THE REQUEST: Lay out the records from the line with "every foal visible" to the line with "[[27, 0, 39, 20]]" as a two-column CSV with the headers ask and response, one row per record. Put each record's text and its answer in a single quoted field, replacing line breaks with spaces.
·····
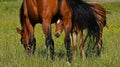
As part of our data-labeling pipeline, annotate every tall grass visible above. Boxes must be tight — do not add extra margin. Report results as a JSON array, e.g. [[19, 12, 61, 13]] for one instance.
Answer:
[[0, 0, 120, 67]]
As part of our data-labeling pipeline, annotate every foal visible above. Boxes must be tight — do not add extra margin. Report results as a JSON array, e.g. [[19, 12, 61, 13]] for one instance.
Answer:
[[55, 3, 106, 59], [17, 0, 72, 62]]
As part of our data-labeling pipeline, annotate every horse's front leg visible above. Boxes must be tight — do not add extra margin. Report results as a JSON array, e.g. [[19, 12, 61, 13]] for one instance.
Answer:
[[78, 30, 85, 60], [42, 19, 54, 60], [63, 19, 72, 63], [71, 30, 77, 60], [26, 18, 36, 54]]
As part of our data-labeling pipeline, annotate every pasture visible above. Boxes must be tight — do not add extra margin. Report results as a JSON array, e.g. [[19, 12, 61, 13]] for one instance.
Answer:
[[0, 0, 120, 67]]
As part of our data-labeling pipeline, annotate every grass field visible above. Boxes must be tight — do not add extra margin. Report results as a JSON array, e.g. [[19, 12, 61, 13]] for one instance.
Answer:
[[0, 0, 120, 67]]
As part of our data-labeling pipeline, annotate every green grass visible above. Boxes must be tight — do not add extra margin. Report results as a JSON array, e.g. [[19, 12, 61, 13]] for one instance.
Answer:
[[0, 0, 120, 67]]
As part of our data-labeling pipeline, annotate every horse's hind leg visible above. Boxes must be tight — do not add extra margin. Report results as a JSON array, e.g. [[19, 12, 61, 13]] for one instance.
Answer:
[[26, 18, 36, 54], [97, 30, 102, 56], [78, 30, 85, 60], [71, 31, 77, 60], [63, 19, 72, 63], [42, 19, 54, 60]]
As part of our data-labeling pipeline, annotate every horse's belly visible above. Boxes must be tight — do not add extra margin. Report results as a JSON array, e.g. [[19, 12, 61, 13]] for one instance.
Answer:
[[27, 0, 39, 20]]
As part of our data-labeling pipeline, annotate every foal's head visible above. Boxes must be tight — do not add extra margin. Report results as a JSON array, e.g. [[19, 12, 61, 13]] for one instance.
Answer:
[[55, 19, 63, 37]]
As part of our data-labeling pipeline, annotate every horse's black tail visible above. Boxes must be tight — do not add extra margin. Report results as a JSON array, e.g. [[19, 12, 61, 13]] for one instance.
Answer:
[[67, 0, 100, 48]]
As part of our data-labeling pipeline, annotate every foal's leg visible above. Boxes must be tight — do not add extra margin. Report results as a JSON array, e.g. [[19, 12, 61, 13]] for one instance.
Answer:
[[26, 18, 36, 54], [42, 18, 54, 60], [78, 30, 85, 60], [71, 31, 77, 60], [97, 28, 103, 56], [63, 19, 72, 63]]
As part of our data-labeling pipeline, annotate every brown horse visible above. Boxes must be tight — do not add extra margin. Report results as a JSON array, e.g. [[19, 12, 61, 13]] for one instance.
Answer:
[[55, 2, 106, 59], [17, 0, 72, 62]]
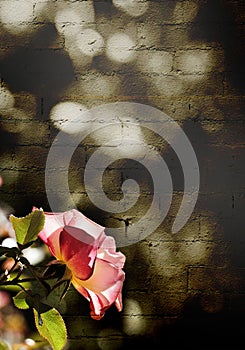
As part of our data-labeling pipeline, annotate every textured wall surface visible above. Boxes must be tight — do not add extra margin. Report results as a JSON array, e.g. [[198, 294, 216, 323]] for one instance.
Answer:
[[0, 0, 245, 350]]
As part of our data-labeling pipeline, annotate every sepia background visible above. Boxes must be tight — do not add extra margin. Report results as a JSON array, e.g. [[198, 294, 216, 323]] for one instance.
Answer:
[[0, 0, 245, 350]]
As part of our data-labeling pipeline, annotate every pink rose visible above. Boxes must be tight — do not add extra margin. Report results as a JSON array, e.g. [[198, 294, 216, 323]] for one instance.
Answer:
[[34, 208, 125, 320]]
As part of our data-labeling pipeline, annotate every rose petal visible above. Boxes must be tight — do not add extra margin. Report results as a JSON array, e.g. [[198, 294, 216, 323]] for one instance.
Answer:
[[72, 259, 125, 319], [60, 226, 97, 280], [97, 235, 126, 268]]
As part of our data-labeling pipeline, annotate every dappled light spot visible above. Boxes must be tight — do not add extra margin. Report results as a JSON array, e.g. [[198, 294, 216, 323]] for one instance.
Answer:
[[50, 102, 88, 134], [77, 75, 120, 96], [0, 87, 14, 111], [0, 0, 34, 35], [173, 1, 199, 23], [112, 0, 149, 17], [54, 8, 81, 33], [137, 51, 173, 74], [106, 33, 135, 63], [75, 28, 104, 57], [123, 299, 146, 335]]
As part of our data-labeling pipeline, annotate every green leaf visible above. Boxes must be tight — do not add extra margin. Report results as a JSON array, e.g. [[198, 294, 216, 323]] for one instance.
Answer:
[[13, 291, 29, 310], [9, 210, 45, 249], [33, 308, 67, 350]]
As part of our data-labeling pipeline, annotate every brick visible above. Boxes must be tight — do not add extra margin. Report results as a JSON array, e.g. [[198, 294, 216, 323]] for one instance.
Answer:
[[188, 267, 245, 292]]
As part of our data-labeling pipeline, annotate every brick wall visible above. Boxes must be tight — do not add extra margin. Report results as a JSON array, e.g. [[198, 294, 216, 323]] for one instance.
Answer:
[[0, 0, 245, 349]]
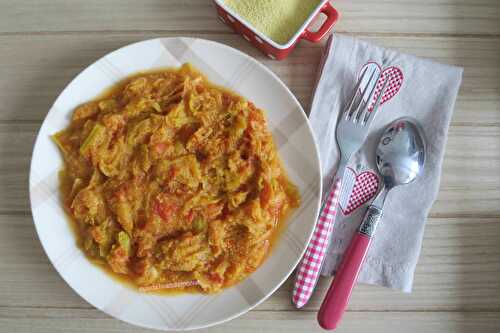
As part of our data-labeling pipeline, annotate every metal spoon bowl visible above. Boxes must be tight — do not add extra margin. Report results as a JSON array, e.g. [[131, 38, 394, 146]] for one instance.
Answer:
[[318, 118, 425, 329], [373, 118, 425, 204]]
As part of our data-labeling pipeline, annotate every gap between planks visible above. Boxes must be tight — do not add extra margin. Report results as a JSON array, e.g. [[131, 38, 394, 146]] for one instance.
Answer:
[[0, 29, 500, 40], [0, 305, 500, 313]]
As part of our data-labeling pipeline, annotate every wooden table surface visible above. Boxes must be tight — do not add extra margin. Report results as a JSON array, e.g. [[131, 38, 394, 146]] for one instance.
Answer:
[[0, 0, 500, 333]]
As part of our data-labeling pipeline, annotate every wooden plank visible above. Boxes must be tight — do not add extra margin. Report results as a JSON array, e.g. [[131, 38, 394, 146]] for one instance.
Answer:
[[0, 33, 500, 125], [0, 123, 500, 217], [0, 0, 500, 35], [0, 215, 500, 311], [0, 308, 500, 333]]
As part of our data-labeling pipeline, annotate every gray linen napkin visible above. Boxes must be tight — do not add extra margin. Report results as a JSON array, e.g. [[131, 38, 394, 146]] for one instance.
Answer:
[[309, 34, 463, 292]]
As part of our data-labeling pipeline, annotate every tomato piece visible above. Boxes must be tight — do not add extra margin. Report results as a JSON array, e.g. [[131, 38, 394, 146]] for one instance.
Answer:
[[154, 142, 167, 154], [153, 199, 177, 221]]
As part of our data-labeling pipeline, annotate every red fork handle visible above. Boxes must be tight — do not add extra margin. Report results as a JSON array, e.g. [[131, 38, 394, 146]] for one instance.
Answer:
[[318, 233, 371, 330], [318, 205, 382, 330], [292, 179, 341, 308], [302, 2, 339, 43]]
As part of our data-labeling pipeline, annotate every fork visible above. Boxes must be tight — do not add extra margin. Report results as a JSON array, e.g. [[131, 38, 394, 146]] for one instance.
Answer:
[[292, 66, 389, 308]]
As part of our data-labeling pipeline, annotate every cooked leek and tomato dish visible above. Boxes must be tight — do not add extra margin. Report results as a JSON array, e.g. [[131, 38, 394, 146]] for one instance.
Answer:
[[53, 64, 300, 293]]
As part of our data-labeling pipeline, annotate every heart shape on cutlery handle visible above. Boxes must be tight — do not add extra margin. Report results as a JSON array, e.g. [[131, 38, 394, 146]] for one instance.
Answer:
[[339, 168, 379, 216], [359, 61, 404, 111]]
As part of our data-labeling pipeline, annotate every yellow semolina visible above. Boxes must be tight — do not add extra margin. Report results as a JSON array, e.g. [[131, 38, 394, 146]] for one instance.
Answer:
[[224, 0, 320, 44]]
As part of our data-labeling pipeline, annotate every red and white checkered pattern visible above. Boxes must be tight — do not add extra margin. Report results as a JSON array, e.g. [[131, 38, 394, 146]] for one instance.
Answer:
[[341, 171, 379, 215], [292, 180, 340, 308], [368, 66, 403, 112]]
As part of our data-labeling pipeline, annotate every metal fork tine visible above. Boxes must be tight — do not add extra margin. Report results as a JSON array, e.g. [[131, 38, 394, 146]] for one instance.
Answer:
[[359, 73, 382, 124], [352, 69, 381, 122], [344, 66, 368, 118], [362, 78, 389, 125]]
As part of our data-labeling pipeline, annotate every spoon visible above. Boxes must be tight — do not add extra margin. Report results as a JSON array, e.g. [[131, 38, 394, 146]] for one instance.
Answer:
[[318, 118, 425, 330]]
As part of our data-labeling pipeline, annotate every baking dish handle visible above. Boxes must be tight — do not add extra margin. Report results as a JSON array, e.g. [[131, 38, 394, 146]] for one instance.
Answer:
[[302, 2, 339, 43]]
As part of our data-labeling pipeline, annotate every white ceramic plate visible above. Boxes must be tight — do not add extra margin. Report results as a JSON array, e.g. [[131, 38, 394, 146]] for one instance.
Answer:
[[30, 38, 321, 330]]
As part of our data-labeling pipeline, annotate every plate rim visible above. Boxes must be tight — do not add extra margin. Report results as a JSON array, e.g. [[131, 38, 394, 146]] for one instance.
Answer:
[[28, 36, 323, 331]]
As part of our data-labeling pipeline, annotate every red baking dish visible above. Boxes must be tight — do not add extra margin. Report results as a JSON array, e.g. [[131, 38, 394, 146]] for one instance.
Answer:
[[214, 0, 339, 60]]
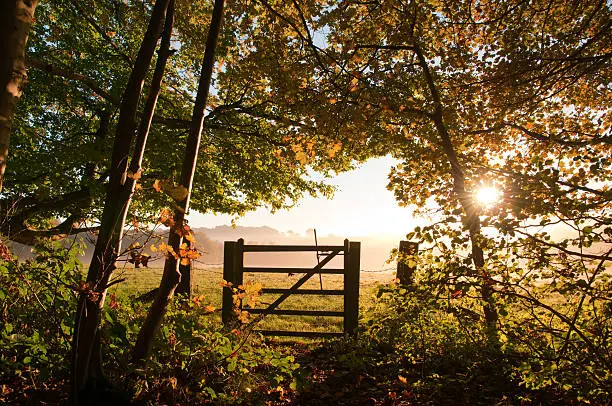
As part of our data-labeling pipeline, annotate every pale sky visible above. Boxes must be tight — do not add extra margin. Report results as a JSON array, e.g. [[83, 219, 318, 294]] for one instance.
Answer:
·····
FULL RESPONSE:
ask,response
"As part of our data-labeling pipeline, annotate every foal visible above. Boxes must be tight — do not add extra margin. Report results as a JSON array, e.g. [[19, 12, 61, 13]] for one instance. Answer:","[[55, 3, 106, 59], [17, 0, 72, 62]]"
"As part of our data-labeling pipeline, annotate every horse's front leg visible above. Boxes must be tight — do not add extra margin. Report results as a JSON array, e.g. [[19, 12, 61, 13]] for one instance. Answer:","[[78, 30, 85, 60], [42, 19, 54, 60], [63, 19, 72, 63], [71, 30, 77, 60], [26, 18, 36, 54]]"
"As part of our data-labeling pipeline, annotate every pasture visible above. Boxes must be tight — do not add extra margin. Report results as a JSON array, e.g. [[19, 12, 61, 13]] for one instance. Answer:","[[0, 0, 120, 67]]"
"As part of our data-labeling pipeline, annotate every grass field visible above. Boxes must be tight — do not add extra margin. Report results as a JSON array, e.g. [[19, 12, 61, 13]] for one instance. Answer:","[[0, 0, 120, 67]]"
"As part of our data-labeling pipeline, annotate every green grass visible above. Boxes must be tight — do not add extra margin. Report results as a JSON array, e.g. [[19, 12, 61, 13]] for one instance. Answer:","[[0, 0, 120, 67]]"
"As part of our data-labeling pipeline, annotate every horse's hind leg visible above. Boxes must be tight — do not add extra margin. Report results as a JSON array, e.g. [[19, 12, 61, 13]] for one instance. Answer:","[[26, 18, 36, 54], [97, 30, 102, 56], [78, 30, 85, 60], [71, 31, 77, 60], [63, 19, 72, 63], [42, 19, 54, 60]]"
"As part of our data-labeling pipeline, annotate every horse's belly visible above. Boxes must be tight — do not add extra margin. Report results as a JSON array, e.g. [[19, 12, 61, 13]] for one instance. Answer:","[[27, 0, 39, 20]]"